* [WHAT YOU ARE ASKED TO DO]
Please copy the listing below from its start through the line that contains "x=350, y=95", changing every "shelf audit" to "terrain survey" and keeping everything else the same. Leave the pictures out of your copy.

* [Position annotation records]
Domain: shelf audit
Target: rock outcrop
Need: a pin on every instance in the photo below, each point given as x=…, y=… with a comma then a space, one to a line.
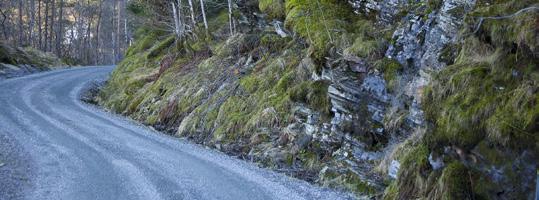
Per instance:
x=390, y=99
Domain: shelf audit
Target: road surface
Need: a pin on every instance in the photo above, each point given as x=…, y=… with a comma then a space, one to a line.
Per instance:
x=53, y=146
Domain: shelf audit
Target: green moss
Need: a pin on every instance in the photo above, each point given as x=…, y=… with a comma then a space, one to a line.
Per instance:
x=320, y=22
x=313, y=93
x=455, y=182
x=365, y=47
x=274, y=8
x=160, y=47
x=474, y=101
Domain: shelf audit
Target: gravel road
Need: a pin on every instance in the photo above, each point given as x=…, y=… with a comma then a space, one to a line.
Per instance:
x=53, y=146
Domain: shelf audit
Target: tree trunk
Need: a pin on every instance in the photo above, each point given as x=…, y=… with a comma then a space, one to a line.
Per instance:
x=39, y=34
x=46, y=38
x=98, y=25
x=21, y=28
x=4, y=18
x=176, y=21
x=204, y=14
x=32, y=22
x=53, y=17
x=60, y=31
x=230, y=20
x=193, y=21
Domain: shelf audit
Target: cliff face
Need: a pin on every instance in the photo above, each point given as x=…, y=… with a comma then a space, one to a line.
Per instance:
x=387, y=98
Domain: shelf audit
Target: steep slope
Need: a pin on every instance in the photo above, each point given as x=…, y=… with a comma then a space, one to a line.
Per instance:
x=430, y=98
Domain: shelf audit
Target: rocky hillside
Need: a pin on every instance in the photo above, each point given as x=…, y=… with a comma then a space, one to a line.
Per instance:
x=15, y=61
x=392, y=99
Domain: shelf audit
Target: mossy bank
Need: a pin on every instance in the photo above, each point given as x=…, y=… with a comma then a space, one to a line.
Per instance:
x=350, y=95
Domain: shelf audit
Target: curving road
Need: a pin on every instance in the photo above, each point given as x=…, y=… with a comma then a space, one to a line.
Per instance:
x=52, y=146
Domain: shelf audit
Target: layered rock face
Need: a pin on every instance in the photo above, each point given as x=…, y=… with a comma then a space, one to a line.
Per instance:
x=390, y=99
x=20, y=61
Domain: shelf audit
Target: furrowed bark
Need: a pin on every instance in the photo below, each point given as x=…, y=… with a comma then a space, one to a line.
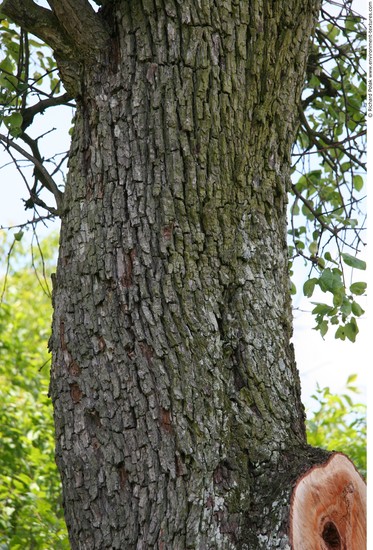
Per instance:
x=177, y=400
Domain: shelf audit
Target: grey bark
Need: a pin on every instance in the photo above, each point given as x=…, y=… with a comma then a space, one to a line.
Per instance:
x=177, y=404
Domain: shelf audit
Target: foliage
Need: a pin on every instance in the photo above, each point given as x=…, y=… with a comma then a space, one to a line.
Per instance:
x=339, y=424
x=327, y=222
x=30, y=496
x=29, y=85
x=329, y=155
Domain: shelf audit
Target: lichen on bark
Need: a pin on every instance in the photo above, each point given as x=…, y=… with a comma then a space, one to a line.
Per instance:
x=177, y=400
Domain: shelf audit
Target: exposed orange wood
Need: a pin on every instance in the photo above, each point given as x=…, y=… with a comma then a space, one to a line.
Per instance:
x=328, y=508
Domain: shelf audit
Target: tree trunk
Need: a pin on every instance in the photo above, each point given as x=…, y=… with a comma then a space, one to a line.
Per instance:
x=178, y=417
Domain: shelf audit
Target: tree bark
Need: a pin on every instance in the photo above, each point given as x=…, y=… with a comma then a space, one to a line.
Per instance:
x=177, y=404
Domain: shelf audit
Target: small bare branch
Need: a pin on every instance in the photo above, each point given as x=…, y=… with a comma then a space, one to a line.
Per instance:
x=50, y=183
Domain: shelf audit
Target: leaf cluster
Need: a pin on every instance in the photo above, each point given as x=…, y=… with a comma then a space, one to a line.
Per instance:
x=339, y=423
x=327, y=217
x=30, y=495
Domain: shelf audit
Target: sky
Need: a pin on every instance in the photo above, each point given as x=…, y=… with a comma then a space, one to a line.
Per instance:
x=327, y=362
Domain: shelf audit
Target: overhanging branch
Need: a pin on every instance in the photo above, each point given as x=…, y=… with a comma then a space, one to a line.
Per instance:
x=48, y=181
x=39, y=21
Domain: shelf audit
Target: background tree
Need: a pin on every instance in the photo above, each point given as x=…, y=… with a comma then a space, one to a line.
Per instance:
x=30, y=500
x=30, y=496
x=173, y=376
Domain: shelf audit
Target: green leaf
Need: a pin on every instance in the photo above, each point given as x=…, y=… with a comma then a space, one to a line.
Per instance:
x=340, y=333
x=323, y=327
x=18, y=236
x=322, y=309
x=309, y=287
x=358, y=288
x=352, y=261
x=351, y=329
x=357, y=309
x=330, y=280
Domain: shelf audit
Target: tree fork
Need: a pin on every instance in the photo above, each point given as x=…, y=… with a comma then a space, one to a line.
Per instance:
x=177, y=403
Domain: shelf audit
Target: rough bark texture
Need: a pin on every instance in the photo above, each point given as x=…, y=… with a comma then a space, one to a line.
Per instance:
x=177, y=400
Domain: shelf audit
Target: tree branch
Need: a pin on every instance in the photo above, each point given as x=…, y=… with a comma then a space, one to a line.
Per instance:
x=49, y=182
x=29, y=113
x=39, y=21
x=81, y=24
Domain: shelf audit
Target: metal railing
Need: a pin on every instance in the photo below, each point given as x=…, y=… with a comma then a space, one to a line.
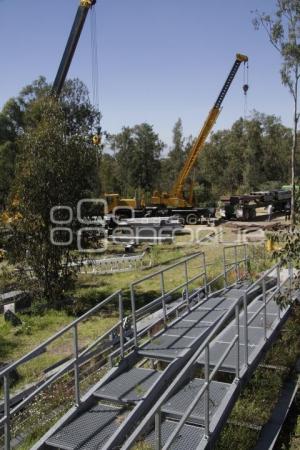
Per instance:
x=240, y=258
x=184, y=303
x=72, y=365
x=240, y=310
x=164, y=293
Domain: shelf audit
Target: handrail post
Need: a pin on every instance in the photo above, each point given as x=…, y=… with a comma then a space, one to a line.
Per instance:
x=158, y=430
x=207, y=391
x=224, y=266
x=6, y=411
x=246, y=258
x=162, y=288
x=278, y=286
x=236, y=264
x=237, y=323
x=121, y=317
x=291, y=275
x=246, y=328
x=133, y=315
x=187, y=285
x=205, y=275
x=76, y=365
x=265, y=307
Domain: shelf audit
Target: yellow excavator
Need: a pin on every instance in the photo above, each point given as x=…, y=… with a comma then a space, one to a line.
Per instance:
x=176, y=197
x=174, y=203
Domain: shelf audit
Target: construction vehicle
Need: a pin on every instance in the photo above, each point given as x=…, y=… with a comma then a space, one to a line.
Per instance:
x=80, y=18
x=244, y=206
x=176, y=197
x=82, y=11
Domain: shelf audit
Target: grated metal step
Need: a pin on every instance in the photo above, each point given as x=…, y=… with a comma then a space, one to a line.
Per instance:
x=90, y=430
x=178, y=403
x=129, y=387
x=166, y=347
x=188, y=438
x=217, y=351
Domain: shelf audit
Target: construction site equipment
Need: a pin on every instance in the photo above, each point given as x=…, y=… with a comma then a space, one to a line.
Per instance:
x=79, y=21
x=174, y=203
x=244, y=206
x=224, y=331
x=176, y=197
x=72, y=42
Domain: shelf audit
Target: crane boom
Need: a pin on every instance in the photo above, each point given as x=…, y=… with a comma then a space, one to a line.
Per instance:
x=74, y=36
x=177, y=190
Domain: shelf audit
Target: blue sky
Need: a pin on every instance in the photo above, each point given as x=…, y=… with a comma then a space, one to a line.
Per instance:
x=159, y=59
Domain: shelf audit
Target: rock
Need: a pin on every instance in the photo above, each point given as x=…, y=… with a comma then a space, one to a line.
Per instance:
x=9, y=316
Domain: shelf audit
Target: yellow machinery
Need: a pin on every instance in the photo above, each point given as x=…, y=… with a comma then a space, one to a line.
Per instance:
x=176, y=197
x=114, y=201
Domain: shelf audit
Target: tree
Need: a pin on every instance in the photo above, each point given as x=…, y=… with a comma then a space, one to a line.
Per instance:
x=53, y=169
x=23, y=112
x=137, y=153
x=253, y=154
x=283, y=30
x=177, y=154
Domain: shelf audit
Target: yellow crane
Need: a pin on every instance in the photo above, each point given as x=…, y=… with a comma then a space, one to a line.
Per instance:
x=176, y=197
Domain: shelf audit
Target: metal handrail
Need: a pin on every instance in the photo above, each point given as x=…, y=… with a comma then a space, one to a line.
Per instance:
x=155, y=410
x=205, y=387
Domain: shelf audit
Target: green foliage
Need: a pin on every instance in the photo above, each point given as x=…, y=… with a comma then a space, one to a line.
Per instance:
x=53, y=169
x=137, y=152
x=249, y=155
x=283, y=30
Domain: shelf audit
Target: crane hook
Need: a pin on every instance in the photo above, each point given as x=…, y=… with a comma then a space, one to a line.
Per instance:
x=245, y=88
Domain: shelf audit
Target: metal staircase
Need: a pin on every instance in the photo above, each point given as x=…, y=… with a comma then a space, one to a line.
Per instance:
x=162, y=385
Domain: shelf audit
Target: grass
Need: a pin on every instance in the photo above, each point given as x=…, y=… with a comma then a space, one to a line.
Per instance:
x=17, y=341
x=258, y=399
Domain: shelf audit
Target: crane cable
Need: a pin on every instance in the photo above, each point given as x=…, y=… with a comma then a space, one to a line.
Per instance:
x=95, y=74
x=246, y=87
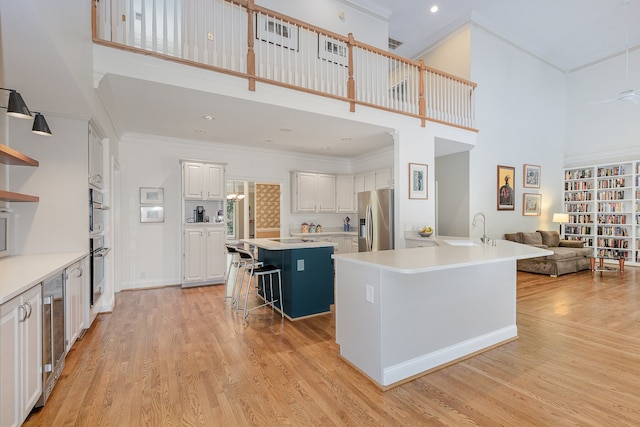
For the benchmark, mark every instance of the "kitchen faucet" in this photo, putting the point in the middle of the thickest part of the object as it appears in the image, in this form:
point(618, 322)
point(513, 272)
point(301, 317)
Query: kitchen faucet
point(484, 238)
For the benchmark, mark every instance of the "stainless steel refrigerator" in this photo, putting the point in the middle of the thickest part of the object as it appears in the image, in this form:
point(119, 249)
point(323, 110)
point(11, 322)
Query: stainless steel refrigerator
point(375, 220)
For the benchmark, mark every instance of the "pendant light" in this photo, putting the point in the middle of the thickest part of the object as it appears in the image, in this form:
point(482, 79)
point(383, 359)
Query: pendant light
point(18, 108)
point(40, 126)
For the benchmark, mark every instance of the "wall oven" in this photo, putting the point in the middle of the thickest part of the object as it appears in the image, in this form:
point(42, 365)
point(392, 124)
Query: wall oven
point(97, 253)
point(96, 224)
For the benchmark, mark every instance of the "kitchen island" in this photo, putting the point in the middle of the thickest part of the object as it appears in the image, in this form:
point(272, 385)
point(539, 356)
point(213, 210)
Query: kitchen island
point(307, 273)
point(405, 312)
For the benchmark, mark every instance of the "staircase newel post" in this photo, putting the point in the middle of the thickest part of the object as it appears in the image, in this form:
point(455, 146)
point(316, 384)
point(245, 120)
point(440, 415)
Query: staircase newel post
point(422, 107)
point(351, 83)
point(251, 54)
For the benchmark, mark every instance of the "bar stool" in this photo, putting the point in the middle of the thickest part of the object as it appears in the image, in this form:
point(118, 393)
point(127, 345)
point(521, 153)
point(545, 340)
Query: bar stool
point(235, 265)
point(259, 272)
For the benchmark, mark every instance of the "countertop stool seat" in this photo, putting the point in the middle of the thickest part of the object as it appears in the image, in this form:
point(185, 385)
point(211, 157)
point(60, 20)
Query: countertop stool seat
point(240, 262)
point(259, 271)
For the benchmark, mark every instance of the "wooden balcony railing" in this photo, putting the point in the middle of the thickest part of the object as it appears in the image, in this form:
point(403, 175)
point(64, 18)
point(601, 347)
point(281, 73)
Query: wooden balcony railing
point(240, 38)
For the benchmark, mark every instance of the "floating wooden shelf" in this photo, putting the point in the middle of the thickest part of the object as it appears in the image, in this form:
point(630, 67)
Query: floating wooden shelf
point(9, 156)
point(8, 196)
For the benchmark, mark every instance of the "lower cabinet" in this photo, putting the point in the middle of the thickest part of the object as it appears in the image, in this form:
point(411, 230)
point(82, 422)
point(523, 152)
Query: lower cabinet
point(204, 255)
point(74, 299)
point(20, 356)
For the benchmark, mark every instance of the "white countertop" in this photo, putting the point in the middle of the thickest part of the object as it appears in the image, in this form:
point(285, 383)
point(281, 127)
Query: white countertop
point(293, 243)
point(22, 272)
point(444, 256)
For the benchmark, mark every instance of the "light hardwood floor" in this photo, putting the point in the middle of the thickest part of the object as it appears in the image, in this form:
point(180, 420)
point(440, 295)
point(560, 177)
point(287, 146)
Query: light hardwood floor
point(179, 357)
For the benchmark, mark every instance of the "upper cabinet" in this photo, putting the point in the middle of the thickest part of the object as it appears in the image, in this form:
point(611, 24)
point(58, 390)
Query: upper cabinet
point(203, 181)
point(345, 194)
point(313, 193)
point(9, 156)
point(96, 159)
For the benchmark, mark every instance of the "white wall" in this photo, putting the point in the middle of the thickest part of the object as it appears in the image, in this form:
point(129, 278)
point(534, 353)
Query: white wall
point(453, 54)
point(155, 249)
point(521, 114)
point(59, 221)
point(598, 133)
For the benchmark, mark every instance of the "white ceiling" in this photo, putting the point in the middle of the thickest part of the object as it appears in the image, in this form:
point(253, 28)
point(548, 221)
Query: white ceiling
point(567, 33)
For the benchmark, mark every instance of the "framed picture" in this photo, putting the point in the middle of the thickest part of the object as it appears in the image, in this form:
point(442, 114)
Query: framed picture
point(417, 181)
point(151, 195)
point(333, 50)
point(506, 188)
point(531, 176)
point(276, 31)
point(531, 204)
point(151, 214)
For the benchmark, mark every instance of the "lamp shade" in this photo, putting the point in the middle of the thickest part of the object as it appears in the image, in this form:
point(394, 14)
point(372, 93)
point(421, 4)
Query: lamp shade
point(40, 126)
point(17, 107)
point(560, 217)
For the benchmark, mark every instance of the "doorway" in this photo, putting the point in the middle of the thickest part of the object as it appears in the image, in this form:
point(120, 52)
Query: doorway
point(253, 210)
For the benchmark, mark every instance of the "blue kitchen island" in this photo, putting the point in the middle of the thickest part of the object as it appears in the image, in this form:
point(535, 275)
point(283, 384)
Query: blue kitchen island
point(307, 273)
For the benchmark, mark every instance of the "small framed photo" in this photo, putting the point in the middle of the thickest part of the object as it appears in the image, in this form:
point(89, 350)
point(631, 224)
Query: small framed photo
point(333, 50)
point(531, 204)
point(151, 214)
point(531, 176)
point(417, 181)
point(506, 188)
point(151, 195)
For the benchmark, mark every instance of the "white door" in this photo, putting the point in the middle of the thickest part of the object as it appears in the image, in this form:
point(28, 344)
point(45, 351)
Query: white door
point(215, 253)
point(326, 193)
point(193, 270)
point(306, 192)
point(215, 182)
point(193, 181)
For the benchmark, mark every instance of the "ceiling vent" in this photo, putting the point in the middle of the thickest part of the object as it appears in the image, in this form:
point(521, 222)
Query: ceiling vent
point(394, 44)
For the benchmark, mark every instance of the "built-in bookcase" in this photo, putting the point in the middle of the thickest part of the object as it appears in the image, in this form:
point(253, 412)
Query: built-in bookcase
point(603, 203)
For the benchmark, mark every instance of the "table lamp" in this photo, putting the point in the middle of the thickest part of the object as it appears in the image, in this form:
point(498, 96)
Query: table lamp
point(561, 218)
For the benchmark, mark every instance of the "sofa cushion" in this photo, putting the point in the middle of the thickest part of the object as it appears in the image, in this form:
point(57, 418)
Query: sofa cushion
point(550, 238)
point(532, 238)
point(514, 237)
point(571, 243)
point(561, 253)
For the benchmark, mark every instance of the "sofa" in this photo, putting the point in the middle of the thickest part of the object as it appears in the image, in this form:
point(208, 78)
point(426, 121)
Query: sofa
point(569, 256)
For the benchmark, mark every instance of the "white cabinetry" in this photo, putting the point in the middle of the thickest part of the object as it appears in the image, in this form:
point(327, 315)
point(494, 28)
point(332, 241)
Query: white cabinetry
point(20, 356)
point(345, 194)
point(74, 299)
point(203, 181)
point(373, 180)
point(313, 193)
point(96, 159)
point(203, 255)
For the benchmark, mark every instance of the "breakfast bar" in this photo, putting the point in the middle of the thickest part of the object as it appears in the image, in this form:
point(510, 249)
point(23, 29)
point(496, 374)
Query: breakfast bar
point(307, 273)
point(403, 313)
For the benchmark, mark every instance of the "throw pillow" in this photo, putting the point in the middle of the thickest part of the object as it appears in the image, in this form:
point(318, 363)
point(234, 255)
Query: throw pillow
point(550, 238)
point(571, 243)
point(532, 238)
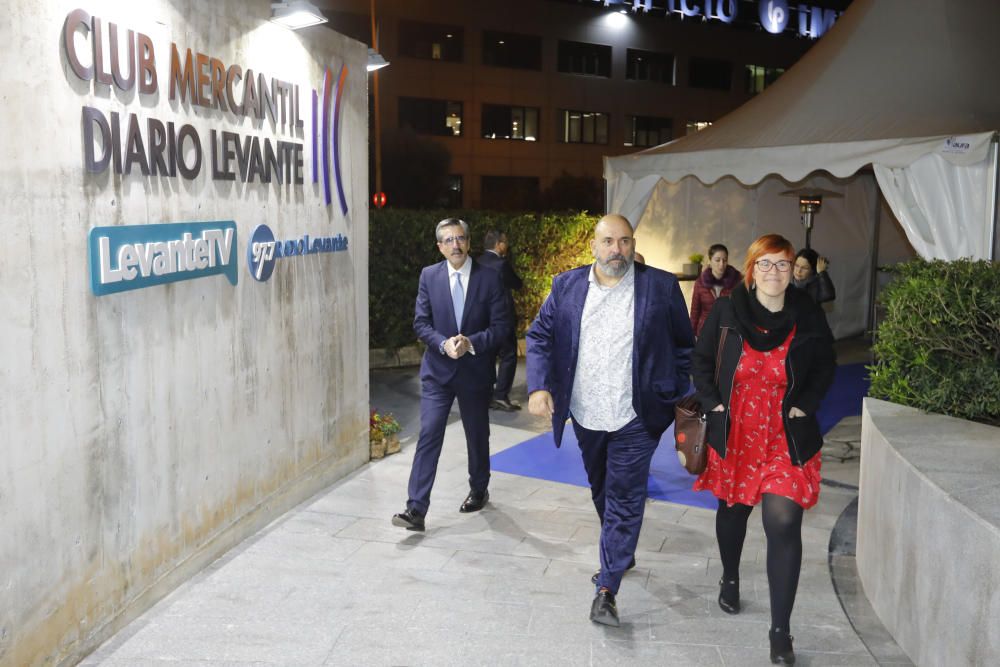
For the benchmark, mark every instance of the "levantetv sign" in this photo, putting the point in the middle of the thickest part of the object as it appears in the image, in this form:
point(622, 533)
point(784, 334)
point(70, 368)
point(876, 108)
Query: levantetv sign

* [REPLY]
Domain: terrain survey
Target: rock outcrop
Need: a pin on every instance in the photo below, each point given as x=…, y=… with a comma then a space, one to a line.
Per instance:
x=390, y=99
Domain: terrain survey
Target: road surface
Need: a pin on every instance in the photo above, each point given as x=…, y=… with a comma then a space, one to a line.
Per instance:
x=53, y=146
Domain: terrain survey
Target: green moss
Need: a pin on every instance in the photo above, each point given as x=…, y=… with a comma then a space, one to a line.
Per instance:
x=320, y=22
x=313, y=93
x=455, y=182
x=365, y=47
x=274, y=8
x=160, y=47
x=474, y=101
Domain: terrain survey
Target: gravel road
Need: a pin on every instance in the photo above, each point given as x=…, y=… with a comma then a space, one to a line.
Per instance:
x=53, y=146
Domain: terrain survey
Target: tree trunk
Need: a pin on every instance in the photo above, each point given as x=…, y=… with a comma then a space, one to a line.
Per instance:
x=39, y=34
x=46, y=38
x=98, y=25
x=21, y=28
x=4, y=18
x=176, y=21
x=204, y=14
x=32, y=22
x=53, y=17
x=60, y=31
x=230, y=20
x=193, y=21
Domain: terrain survey
Target: cliff face
Need: a pin on every instance in the photo above, each point given as x=…, y=… with a comma then a space, one to a line.
Per instance:
x=387, y=98
Domain: terrain survey
Target: steep slope
Need: a pin on every instance in the photo above, each point given as x=…, y=… with a comma then a space, one to a line.
Per instance:
x=430, y=98
Domain: terrain survey
Target: rocky hillside
Need: a pin on every instance in the photo above, each point given as x=…, y=… with a comma then a space, one to a line.
Per instance:
x=15, y=61
x=392, y=99
Domain: terrain survey
Target: mossy bank
Need: a pin on every instance in the photo above, each point given as x=…, y=… with a comma then a space, one to a line.
Per instance:
x=350, y=95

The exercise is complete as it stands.